Required work:
Rewrite the material from its start through the line containing "positive clicks: (491, 260)", replacing "rough mask" with "coarse mask" and leaving everything else unchanged. Include both ends, and omit the pictures.

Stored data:
★ ★ ★

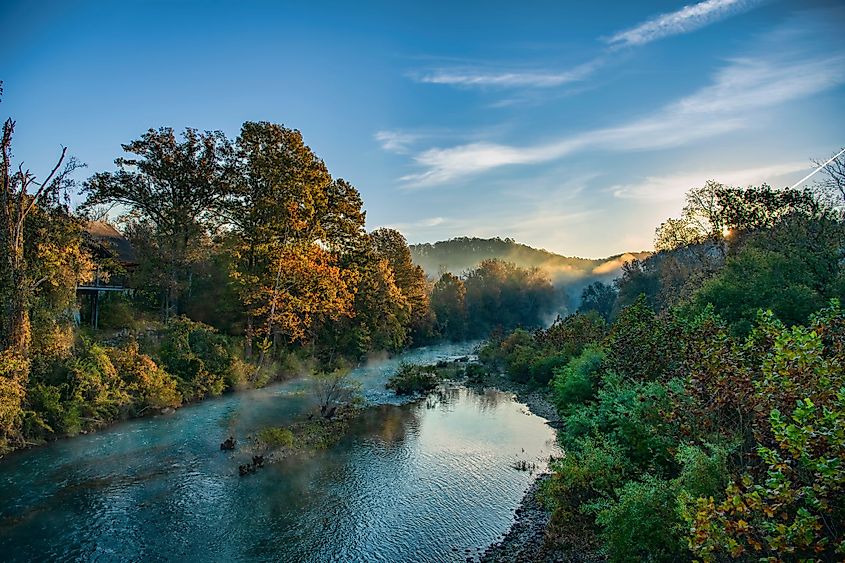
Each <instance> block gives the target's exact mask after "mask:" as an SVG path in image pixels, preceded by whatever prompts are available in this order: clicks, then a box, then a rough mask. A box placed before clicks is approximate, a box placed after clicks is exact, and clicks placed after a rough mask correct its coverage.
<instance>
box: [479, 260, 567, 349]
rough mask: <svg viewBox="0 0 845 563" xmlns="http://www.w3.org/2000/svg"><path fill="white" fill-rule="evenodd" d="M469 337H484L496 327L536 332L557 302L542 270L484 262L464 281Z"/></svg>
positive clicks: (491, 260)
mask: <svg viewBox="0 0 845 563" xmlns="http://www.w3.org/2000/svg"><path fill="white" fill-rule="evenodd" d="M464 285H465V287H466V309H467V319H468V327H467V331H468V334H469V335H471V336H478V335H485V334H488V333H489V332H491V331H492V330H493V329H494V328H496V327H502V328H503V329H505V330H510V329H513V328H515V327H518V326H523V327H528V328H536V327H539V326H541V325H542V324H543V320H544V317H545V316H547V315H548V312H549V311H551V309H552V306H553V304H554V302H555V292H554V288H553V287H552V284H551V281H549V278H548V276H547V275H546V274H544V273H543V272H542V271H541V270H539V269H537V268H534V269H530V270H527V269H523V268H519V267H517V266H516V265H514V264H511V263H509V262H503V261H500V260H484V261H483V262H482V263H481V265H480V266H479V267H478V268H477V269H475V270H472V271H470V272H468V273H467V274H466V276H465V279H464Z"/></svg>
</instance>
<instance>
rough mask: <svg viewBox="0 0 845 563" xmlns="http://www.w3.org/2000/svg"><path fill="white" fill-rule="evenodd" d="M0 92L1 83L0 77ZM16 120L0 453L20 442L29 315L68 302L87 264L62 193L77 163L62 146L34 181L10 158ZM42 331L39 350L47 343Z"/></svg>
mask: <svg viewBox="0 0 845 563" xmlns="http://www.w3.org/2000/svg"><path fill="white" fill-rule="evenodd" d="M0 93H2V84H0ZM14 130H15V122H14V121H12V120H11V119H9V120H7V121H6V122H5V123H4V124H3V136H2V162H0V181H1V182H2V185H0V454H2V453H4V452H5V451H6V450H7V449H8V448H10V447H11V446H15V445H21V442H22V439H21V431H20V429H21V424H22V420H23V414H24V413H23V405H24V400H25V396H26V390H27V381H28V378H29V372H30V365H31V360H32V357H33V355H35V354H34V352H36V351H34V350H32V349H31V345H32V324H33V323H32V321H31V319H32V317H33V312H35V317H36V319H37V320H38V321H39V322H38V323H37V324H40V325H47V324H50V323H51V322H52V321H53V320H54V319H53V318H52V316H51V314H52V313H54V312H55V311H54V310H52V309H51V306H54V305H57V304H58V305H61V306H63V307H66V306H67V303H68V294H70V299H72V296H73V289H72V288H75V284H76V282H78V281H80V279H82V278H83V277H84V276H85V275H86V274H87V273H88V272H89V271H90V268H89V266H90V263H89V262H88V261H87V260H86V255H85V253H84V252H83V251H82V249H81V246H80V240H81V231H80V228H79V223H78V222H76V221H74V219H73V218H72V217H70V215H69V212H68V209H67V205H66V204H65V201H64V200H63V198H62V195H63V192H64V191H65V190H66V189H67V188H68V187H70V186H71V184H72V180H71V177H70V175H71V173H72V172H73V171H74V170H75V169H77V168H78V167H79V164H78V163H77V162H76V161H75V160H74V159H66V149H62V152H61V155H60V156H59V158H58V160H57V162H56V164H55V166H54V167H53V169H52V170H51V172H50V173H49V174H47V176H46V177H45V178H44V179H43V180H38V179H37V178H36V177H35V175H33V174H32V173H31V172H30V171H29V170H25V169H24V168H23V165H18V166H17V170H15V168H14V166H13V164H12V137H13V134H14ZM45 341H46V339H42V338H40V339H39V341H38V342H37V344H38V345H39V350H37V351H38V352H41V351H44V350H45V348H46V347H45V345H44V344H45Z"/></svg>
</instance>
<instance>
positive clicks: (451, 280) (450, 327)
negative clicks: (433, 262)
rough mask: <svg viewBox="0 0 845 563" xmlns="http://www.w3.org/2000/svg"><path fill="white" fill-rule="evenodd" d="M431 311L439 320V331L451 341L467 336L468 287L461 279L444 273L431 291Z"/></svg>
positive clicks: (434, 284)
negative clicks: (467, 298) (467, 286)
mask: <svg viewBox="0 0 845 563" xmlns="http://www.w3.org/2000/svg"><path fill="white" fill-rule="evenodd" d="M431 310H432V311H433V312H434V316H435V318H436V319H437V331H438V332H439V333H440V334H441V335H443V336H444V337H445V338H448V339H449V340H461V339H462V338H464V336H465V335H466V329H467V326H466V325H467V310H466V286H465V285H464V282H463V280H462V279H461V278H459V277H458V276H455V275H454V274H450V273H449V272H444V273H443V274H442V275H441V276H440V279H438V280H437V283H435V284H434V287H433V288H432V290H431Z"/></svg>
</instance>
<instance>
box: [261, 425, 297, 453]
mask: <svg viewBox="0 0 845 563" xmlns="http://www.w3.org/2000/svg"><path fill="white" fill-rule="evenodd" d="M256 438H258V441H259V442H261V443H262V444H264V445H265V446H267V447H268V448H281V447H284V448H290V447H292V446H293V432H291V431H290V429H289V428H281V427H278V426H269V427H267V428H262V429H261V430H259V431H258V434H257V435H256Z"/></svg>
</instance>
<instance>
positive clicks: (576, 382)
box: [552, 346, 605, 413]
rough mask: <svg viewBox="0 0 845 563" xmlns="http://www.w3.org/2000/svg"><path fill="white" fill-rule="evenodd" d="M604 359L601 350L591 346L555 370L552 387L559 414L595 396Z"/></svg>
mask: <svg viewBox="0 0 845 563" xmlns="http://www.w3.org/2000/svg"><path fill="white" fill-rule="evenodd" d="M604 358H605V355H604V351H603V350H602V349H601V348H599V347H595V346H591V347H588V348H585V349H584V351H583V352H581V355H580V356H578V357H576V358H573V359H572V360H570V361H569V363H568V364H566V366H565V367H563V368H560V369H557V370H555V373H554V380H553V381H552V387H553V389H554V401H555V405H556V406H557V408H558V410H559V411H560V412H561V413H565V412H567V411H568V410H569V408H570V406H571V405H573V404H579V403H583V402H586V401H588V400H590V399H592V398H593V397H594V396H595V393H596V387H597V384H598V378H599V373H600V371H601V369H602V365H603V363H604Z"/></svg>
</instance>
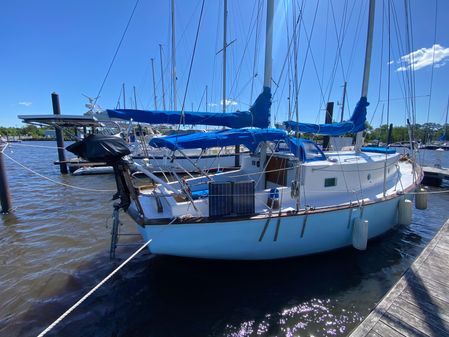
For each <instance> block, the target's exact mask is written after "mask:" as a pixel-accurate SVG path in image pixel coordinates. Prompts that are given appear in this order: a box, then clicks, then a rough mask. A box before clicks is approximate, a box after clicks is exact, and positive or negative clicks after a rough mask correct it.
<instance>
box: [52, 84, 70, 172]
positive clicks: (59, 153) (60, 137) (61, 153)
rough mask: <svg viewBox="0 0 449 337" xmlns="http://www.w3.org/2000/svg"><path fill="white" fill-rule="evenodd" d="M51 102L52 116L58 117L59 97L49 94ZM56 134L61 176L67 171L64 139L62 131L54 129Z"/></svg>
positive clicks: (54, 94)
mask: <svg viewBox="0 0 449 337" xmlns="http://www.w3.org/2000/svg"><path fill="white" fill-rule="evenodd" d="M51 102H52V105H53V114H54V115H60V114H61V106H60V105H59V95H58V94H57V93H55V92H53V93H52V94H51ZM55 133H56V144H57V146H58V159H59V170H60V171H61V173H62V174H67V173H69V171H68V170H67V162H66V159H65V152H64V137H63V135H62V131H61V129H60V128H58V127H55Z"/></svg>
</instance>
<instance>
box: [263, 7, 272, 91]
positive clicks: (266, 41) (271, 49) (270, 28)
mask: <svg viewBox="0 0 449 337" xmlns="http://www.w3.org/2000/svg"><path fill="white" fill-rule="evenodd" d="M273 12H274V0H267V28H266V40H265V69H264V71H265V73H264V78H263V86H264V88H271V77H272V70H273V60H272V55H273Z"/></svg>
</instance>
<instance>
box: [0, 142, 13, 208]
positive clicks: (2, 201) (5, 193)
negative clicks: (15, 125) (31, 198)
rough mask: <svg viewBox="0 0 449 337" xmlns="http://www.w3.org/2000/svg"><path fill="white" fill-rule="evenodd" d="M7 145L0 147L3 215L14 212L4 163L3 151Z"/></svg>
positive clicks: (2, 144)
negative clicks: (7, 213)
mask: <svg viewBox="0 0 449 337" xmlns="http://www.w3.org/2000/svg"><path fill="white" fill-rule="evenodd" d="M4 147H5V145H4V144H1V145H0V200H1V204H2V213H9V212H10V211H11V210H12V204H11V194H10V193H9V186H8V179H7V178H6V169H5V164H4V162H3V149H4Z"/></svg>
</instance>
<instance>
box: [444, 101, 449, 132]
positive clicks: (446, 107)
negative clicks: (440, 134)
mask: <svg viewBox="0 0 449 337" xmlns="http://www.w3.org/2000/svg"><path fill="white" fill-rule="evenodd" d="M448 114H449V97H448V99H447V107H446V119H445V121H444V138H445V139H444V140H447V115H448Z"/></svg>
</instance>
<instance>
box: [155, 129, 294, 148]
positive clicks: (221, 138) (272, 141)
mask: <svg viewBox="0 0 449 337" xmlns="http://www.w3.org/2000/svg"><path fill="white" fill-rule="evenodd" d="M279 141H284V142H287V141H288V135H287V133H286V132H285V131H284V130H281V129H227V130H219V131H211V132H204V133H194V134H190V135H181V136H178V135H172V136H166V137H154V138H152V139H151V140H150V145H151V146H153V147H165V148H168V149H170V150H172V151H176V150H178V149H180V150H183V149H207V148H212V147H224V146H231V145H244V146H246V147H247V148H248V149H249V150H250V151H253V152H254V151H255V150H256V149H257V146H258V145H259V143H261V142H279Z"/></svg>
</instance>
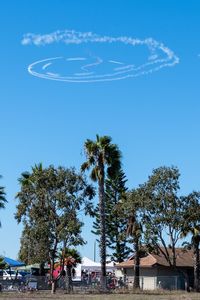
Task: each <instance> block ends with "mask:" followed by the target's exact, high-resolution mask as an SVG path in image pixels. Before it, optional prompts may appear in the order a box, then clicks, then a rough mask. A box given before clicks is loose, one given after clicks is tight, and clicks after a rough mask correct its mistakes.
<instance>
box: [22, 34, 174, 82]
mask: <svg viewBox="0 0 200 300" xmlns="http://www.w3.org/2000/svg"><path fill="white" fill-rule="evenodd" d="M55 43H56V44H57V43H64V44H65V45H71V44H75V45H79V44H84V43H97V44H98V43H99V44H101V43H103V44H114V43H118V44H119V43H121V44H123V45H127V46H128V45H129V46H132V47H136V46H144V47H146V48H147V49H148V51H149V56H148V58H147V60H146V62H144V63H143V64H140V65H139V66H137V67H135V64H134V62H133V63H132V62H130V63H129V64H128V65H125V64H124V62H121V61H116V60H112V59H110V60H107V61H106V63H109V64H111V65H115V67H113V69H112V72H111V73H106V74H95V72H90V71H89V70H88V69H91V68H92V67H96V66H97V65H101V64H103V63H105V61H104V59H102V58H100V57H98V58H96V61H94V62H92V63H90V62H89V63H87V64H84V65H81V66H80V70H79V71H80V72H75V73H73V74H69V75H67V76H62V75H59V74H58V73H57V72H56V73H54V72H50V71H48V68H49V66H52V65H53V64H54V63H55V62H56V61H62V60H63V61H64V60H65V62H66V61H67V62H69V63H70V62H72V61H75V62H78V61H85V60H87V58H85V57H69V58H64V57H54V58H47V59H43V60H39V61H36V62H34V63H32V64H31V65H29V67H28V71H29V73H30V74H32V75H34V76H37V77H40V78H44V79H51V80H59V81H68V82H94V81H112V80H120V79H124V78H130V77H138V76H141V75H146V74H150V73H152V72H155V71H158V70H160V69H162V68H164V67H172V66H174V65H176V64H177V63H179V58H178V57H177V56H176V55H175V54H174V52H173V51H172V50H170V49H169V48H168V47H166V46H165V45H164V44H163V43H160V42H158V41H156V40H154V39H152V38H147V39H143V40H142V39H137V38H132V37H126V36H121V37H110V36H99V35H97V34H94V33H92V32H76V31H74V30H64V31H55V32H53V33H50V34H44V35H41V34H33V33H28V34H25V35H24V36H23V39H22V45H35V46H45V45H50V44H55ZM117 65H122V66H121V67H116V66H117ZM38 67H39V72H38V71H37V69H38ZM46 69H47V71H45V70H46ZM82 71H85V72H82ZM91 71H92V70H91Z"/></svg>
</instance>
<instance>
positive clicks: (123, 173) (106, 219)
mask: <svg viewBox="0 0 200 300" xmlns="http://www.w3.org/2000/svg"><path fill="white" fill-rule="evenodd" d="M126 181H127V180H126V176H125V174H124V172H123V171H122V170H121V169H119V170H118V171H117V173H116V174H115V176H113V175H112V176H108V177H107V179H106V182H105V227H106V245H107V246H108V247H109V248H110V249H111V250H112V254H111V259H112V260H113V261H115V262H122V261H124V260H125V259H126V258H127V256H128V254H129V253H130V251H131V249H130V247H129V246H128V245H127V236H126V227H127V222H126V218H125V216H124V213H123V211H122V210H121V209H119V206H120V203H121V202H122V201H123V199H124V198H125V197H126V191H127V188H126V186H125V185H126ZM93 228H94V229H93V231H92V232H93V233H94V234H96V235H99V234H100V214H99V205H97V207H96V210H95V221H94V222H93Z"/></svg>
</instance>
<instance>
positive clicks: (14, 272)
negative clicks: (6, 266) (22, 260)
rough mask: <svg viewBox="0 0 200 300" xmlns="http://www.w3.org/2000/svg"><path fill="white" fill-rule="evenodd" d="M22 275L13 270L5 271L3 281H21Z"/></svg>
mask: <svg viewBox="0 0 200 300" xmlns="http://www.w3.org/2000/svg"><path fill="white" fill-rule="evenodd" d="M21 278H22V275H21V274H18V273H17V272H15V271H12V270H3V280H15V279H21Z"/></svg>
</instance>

★ ★ ★

Task solution:
Each <instance> block gives the target's exact mask after "mask:" as an SVG path in image pixels, preceded by whatever prompts are available in this order: clicks, then a box, then a coarse mask. A box placed before clicks is approximate, a box placed after clicks is exact, and clicks placed after a coarse mask correct its coverage.
<instance>
box: [479, 260, 567, 349]
coarse mask: <svg viewBox="0 0 845 563" xmlns="http://www.w3.org/2000/svg"><path fill="white" fill-rule="evenodd" d="M469 337H484L496 327L536 332L557 302L542 270L484 262L464 281Z"/></svg>
positive clicks: (491, 260)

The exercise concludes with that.